[BEGIN]
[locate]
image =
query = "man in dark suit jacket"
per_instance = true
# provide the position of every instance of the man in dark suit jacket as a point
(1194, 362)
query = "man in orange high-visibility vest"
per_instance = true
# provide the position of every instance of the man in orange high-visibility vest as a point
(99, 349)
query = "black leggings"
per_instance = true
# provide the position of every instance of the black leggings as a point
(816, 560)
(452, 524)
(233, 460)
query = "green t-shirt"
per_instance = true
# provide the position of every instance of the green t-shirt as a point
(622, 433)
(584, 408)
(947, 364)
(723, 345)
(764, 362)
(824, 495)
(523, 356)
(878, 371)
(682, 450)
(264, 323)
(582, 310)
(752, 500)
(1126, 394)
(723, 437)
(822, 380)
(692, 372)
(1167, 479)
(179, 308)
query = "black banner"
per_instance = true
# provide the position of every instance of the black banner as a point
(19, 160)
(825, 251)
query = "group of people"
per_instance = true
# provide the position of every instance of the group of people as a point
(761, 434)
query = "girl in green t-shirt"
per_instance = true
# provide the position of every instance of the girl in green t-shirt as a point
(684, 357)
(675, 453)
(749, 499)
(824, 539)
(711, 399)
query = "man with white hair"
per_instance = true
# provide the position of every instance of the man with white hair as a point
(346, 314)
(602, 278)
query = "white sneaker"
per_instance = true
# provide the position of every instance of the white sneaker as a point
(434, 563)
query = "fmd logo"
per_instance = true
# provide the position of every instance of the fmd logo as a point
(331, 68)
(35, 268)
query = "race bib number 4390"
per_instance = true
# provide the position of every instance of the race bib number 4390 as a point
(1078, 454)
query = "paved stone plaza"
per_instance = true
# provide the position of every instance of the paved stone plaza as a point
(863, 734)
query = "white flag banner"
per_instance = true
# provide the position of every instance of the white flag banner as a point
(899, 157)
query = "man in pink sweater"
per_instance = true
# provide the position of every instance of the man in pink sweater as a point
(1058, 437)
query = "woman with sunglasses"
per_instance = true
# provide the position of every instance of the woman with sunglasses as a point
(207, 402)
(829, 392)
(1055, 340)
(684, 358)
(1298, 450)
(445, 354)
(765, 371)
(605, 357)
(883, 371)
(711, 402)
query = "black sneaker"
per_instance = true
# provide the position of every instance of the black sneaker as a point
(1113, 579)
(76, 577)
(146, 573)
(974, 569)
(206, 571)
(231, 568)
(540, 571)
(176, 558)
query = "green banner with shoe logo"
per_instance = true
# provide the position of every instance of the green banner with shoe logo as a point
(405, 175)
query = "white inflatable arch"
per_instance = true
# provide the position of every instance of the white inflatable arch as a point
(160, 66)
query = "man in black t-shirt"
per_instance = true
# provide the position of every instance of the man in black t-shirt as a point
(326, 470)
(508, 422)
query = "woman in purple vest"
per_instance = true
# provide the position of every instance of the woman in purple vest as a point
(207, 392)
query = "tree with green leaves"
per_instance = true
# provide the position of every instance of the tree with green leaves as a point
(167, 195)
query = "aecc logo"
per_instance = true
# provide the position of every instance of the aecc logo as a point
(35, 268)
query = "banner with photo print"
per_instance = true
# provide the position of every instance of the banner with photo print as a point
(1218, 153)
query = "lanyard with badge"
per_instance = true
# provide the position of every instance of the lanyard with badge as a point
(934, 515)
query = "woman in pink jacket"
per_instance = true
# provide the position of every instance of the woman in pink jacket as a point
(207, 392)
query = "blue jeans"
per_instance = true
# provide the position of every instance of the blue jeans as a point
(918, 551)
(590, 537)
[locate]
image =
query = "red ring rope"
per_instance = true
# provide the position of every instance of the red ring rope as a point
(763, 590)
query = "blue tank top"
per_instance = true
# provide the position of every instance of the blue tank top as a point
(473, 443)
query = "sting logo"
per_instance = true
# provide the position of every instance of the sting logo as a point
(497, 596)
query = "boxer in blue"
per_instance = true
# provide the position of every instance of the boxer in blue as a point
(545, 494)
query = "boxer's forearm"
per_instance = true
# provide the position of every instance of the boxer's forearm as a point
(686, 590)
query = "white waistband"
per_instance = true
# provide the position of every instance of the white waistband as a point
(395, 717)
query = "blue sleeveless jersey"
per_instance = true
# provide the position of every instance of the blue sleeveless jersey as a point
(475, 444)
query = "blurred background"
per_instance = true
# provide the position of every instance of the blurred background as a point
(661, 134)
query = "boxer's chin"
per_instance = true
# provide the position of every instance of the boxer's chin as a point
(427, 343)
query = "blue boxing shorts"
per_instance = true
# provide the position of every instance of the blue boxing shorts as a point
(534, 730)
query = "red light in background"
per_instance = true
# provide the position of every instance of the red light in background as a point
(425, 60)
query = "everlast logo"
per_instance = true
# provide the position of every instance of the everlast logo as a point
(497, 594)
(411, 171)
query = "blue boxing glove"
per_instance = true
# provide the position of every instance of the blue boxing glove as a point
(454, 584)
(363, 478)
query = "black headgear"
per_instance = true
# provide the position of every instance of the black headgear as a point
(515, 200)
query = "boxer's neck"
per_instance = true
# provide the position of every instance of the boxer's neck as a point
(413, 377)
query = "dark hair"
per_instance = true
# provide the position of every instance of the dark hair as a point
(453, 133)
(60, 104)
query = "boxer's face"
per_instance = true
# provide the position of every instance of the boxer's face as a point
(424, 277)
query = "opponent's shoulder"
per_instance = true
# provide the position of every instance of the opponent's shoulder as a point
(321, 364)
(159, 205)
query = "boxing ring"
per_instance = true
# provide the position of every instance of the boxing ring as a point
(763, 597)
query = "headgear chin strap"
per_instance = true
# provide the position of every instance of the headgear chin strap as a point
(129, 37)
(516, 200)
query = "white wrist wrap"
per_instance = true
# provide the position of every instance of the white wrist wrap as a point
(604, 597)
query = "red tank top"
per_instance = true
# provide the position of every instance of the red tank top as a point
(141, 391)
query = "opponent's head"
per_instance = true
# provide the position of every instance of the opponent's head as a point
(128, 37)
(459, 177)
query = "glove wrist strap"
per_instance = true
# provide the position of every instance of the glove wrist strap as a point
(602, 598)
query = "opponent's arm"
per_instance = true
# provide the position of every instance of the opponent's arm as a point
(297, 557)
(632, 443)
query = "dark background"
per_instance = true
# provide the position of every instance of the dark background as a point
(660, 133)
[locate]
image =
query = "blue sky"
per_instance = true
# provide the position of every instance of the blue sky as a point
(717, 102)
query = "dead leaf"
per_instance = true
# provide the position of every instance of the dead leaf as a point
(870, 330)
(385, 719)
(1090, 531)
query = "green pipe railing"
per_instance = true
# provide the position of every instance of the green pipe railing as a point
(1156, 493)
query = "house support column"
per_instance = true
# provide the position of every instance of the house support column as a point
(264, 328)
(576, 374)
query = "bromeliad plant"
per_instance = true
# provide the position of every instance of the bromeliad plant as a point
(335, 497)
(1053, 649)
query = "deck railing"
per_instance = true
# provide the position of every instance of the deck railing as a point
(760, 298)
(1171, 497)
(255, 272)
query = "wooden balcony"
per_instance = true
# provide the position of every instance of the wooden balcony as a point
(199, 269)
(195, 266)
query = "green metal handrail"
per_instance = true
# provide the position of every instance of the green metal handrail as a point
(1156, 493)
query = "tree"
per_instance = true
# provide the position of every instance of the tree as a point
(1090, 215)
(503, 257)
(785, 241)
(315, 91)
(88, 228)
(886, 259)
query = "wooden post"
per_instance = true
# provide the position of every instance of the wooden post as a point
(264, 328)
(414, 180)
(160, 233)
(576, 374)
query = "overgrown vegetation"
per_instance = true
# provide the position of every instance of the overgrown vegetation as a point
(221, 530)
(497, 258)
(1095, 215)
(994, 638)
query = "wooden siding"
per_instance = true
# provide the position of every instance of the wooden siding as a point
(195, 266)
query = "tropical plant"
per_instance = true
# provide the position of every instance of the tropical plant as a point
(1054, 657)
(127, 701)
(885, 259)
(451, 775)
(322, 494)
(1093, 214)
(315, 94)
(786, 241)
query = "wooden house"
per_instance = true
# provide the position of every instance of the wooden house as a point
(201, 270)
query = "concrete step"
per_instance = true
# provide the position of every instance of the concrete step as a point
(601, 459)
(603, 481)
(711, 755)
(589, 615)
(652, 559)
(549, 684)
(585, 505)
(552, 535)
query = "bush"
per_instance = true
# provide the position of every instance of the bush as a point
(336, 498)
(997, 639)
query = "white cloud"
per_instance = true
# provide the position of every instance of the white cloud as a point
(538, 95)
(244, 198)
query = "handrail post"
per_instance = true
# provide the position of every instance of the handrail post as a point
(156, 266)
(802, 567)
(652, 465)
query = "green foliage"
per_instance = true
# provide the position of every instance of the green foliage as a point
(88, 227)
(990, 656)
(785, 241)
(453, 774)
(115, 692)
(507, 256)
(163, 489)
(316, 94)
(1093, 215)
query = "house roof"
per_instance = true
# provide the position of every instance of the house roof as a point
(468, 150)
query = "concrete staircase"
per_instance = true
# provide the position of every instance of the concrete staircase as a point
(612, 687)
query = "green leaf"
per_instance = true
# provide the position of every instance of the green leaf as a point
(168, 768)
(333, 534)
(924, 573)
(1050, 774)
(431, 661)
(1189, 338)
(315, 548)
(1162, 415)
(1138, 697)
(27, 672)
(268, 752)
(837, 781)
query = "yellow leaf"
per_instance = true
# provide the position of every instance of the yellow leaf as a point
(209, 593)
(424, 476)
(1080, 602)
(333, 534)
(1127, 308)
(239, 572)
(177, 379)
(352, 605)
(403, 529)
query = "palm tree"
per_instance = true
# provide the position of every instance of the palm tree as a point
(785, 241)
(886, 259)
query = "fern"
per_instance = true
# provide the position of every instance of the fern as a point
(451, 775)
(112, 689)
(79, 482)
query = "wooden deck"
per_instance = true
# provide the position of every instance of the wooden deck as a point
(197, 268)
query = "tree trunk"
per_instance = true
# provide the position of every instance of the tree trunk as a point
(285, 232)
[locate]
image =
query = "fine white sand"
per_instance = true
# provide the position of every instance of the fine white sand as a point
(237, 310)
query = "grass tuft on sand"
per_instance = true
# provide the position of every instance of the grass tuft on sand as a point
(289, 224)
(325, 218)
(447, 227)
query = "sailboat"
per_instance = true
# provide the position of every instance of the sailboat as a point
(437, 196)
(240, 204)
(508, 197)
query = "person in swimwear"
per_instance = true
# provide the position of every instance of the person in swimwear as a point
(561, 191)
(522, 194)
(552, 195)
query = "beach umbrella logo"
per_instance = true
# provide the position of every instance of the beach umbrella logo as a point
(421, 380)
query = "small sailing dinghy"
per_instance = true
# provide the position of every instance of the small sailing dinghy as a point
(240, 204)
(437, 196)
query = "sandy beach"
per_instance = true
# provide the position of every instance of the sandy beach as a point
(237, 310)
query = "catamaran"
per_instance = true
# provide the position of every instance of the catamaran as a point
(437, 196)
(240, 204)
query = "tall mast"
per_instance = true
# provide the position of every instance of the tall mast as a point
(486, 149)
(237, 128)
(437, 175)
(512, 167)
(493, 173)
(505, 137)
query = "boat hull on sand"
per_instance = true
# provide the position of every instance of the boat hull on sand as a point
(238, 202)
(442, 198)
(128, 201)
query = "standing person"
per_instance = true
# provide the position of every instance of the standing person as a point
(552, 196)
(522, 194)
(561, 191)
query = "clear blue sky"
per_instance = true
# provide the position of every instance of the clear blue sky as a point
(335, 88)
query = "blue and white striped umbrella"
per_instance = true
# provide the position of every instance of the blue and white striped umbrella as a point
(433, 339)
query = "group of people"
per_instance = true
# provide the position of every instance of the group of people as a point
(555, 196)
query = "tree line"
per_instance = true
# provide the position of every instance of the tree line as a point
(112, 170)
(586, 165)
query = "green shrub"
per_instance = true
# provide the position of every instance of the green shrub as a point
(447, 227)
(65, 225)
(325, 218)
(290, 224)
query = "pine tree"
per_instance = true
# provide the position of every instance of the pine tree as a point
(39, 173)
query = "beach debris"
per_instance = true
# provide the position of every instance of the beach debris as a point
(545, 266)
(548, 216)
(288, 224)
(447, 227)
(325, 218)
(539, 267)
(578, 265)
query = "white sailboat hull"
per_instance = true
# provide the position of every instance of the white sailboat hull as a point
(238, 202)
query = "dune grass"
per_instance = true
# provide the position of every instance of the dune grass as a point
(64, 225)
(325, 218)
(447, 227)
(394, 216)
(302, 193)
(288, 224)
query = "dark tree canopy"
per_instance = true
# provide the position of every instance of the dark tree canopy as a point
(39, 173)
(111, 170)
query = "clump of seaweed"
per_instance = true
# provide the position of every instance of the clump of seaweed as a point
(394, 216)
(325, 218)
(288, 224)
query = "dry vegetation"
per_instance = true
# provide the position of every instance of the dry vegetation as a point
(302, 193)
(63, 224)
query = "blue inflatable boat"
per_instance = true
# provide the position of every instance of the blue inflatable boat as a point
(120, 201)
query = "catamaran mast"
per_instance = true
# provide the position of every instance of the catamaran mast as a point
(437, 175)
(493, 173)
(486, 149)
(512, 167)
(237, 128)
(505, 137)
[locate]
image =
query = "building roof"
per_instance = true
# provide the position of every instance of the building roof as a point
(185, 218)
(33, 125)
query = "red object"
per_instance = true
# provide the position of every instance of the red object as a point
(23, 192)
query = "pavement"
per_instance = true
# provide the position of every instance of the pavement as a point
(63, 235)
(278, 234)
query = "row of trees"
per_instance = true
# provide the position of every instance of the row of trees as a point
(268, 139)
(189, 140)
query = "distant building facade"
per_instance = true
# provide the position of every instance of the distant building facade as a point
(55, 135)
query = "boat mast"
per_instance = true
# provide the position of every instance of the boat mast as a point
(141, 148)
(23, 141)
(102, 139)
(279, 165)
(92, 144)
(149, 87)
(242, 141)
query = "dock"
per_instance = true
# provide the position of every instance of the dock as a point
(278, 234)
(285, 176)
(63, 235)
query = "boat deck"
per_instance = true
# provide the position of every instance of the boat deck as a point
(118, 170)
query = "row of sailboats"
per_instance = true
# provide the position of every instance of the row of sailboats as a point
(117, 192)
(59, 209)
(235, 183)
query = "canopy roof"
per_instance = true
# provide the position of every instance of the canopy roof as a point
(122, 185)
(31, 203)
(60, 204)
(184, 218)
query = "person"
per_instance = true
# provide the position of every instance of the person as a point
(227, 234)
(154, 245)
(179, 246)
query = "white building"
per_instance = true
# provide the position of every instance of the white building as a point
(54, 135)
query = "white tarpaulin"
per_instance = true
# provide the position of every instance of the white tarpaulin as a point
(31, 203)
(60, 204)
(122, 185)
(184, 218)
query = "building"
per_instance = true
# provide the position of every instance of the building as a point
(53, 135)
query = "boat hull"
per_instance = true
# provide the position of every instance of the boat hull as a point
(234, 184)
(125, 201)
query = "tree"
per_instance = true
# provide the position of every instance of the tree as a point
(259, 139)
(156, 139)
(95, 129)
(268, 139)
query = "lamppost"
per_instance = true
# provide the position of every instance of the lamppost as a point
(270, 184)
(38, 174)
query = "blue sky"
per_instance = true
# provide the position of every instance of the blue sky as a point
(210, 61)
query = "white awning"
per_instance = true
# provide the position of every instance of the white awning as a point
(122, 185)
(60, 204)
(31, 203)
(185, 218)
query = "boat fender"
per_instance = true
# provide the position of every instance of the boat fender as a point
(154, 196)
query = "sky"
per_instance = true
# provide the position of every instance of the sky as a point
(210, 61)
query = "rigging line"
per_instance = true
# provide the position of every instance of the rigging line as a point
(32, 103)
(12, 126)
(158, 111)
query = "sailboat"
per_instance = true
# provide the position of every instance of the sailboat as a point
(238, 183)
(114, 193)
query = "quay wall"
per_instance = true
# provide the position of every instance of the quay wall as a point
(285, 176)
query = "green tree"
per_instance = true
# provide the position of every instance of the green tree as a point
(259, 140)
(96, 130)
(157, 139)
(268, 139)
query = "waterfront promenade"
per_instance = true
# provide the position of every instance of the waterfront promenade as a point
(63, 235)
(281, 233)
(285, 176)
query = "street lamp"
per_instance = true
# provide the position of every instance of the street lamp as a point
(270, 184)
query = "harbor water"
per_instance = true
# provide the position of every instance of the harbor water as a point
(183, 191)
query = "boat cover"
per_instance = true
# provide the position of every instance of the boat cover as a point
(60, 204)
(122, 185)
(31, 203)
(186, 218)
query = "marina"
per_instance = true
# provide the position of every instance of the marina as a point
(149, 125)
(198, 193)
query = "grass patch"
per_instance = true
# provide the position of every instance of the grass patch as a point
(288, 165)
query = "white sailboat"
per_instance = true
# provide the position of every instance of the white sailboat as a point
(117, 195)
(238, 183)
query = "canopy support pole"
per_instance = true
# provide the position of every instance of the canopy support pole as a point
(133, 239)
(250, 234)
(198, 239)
[END]
• _EXERCISE PROMPT_
How many lines in the entries above contain the word "overgrown"? Reply with the number alone.

• _OUTPUT_
2